Written request: Write out every entry exactly as it appears.
==*==
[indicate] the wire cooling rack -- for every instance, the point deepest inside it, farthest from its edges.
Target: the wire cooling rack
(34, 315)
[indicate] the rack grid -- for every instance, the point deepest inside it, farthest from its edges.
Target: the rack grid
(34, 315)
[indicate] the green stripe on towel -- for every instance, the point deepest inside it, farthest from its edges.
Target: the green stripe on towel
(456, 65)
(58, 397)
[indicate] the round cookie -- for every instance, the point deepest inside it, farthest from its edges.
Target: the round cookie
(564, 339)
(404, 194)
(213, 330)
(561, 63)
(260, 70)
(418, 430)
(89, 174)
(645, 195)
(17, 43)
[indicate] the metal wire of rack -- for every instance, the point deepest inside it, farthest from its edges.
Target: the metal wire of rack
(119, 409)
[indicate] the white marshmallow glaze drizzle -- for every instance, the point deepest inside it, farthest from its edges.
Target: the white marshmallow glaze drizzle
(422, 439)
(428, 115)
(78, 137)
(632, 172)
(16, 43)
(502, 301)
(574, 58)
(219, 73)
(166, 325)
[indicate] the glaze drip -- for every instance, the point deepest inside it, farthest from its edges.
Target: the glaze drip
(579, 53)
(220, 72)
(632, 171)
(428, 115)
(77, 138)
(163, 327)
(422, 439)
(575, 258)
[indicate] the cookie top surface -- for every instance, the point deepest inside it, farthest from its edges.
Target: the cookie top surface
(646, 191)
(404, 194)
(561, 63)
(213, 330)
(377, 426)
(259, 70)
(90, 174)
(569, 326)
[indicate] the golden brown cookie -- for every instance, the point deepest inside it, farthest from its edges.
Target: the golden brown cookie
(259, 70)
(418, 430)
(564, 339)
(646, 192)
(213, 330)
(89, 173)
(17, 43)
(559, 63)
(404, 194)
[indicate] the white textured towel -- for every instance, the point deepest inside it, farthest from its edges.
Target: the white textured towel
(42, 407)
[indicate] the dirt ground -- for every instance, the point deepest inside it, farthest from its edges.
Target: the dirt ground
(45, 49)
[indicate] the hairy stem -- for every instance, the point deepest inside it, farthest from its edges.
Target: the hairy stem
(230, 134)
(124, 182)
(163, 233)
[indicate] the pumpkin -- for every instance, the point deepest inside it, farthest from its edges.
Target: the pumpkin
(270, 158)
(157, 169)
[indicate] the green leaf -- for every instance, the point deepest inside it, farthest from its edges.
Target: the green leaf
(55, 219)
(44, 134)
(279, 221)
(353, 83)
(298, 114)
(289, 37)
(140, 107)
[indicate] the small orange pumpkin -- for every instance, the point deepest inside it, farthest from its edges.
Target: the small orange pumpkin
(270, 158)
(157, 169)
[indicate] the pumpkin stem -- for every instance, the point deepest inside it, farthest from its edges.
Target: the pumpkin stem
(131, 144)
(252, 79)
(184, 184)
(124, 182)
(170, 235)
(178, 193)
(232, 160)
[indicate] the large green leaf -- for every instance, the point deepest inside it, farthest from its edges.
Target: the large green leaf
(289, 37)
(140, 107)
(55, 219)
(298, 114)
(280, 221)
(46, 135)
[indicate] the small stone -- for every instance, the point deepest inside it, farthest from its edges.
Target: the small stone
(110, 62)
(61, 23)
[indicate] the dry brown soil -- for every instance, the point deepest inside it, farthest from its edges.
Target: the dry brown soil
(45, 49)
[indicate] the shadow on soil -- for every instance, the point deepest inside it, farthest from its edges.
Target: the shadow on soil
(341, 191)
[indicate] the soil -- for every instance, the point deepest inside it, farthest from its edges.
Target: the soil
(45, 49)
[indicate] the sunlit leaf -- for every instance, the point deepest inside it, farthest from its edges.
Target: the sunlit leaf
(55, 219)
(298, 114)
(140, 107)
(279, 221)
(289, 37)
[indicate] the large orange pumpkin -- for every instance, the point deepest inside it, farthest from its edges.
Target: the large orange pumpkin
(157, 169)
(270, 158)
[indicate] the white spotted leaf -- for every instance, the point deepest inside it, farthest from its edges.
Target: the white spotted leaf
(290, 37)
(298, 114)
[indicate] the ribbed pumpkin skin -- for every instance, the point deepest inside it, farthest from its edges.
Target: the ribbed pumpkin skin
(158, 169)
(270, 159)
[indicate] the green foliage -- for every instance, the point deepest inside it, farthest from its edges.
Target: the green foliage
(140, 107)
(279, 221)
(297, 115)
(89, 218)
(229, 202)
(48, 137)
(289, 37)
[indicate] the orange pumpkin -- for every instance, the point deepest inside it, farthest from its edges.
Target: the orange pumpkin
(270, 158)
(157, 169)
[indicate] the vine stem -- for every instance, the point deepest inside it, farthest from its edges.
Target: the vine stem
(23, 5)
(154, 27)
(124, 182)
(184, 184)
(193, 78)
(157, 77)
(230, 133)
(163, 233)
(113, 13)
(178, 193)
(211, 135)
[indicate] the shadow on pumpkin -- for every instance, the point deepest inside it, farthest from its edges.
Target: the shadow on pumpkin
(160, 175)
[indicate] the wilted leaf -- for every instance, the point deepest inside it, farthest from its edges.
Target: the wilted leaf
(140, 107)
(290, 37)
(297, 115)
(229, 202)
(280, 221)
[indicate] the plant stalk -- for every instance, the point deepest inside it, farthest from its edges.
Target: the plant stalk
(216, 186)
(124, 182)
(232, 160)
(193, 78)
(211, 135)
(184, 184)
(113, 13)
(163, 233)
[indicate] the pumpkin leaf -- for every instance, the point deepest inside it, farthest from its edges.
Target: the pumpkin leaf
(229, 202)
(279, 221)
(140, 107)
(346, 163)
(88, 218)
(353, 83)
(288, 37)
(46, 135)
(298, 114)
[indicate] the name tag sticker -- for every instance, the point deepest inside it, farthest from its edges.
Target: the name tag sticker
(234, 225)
==*==
Response to this task:
[indicate] the wire cooling rack -- for every instance, the point deepest inside it, farthest from its edges.
Target: the wire cooling rack
(34, 315)
[indicate] the rack grid -- for every instance, the point deepest inside it, farthest from its edges.
Target: the rack grid
(34, 315)
[indicate] the green stripe on towel -- for every instance, the point deepest inside it, farthest from its edges.
Target: the green stripe on towel
(456, 65)
(58, 397)
[indicate] the round cookie -- for every instance, the point deepest inside it, farthest from its edges.
Target: the round cookie
(564, 339)
(404, 194)
(213, 330)
(561, 63)
(260, 70)
(418, 430)
(89, 174)
(645, 195)
(17, 43)
[indicate] the metal wire of rack -- for every instance, the point deepest inside it, farthest from its edges.
Target: the metal wire of rack
(119, 409)
[indicate] the white marshmallow glaze drizzle -- for every instance, the point deepest inside it, farthest from its edges.
Target: the white marshmallow glaze drizzle
(422, 439)
(428, 115)
(78, 137)
(632, 172)
(16, 43)
(502, 301)
(574, 58)
(219, 73)
(166, 325)
[indicate] the glaze drip -- for every instance, the point deepest inside it, farthest from its edges.
Target: the glaze drip
(579, 53)
(220, 72)
(632, 171)
(428, 115)
(77, 138)
(163, 327)
(422, 439)
(575, 258)
[indicate] the cookie top surface -- for every instance, the point deepest inside it, farthest from its edges.
Target: the cookie top surface
(646, 191)
(404, 194)
(561, 63)
(213, 330)
(377, 426)
(259, 70)
(90, 174)
(569, 326)
[indicate] the golden brown cookie -- for every instance, the point deepest inside it, farthest from its edges.
Target: the golden brown cookie
(259, 70)
(418, 430)
(564, 339)
(646, 192)
(213, 330)
(89, 173)
(17, 43)
(559, 63)
(404, 194)
[indicate] the white textured towel -- for every instance, the point deepest inside it, farthest from its edges.
Target: the white textured towel
(42, 407)
[indicate] the dirt ground -- for every instance, the point deepest inside it, farthest from its edges.
Target: the dirt ground
(45, 49)
[indicate] the hairy stem -- for every instance, the point deepest inside it, farthest from its edges.
Target: the hairy stem
(230, 134)
(124, 182)
(163, 233)
[indicate] the pumpkin -- for every instance, the point deepest inside it, farthest from its edges.
Target: the pumpkin
(270, 158)
(157, 169)
[indicate] the green leaf -- for every instance, the point deepest inside it, farthest from its edges.
Target: the green leaf
(55, 219)
(44, 134)
(279, 221)
(353, 83)
(298, 114)
(289, 37)
(140, 107)
[indicate] the small orange pumpkin -- for every instance, the point deepest inside it, farthest from its edges.
Target: the small orange pumpkin
(270, 158)
(157, 169)
[indicate] the pumpkin stem -- for every instance, the point deepest inside it, farthest from its edges.
Target: the pumpkin stem
(131, 144)
(252, 79)
(184, 184)
(124, 182)
(170, 235)
(178, 193)
(232, 160)
[indicate] the large green leaf -- for every instance, the point deepest inside it, farthest from its edges.
Target: the large green leaf
(289, 37)
(140, 107)
(55, 219)
(298, 114)
(280, 221)
(46, 135)
[indicate] the small stone -- for every instance, the point deepest inside it, farthest from its edges.
Target: the small stone
(110, 62)
(61, 23)
[indicate] the dry brown soil -- for every instance, the point deepest inside it, farthest from its edges.
Target: the dry brown soil
(45, 49)
[indicate] the shadow on soil -- for every instance, the point deepest inside it, farthest from its edges.
Target: the shadow on soil
(341, 191)
[indicate] the soil -- for every instance, the point deepest inside it, farthest from its edges.
Target: the soil
(45, 49)
[indicate] the sunlit leaf -- for every instance, the point deepest inside it, farthest from its edges.
Target: the sunlit leaf
(55, 219)
(298, 114)
(140, 107)
(279, 221)
(289, 37)
[indicate] the large orange pumpkin -- for every instance, the point deepest inside it, farthest from its edges.
Target: the large orange pumpkin
(157, 169)
(270, 158)
[indicate] the white spotted leaf -- for every instance, the point deepest inside it, farthest from its edges.
Target: the white spotted leaf
(290, 37)
(298, 114)
[indicate] the ribbed pumpkin skin -- for every instance, the point deepest inside it, farthest from its edges.
Target: the ribbed pumpkin skin
(158, 169)
(270, 159)
[indicate] the green foliage -- for every instance, the point deepest inside it, farthest from its edges.
Target: the green foliage
(140, 107)
(279, 221)
(297, 115)
(89, 218)
(229, 202)
(48, 137)
(289, 37)
[indicate] the orange pumpkin -- for every instance, the point deepest inside it, farthest from its edges.
Target: the orange pumpkin
(270, 158)
(157, 169)
[indicate] the vine stem -- for every instance, the point deepest inside it, farthest from its edges.
Target: the vine stem
(23, 5)
(154, 27)
(124, 182)
(184, 184)
(193, 78)
(157, 77)
(230, 133)
(163, 233)
(113, 13)
(178, 193)
(211, 135)
[indicate] the shadow on pumpkin -- for every instance, the point deepest inside it, farthest from its edges.
Target: the shadow on pumpkin
(160, 175)
[indicate] the wilted leaf -- for every instance, the point deepest inside it, farthest from its edges.
Target: the wilted leaf
(140, 107)
(290, 37)
(297, 115)
(229, 202)
(280, 221)
[indicate] the plant stalk -- for every instance, the point deepest inside it, farthest from its edges.
Target: the plant stalk
(216, 186)
(124, 182)
(232, 160)
(193, 78)
(211, 135)
(184, 184)
(113, 13)
(163, 233)
[indicate] the pumpkin leaf -- for every instance, the point deepest inside it, farthest from its edges.
Target: the pumpkin leaf
(229, 202)
(279, 221)
(140, 107)
(346, 163)
(88, 218)
(353, 83)
(288, 37)
(46, 135)
(298, 114)
[indicate] the name tag sticker -- for every instance, the point deepest inside it, farthest from its edges.
Target: the name tag sticker
(234, 225)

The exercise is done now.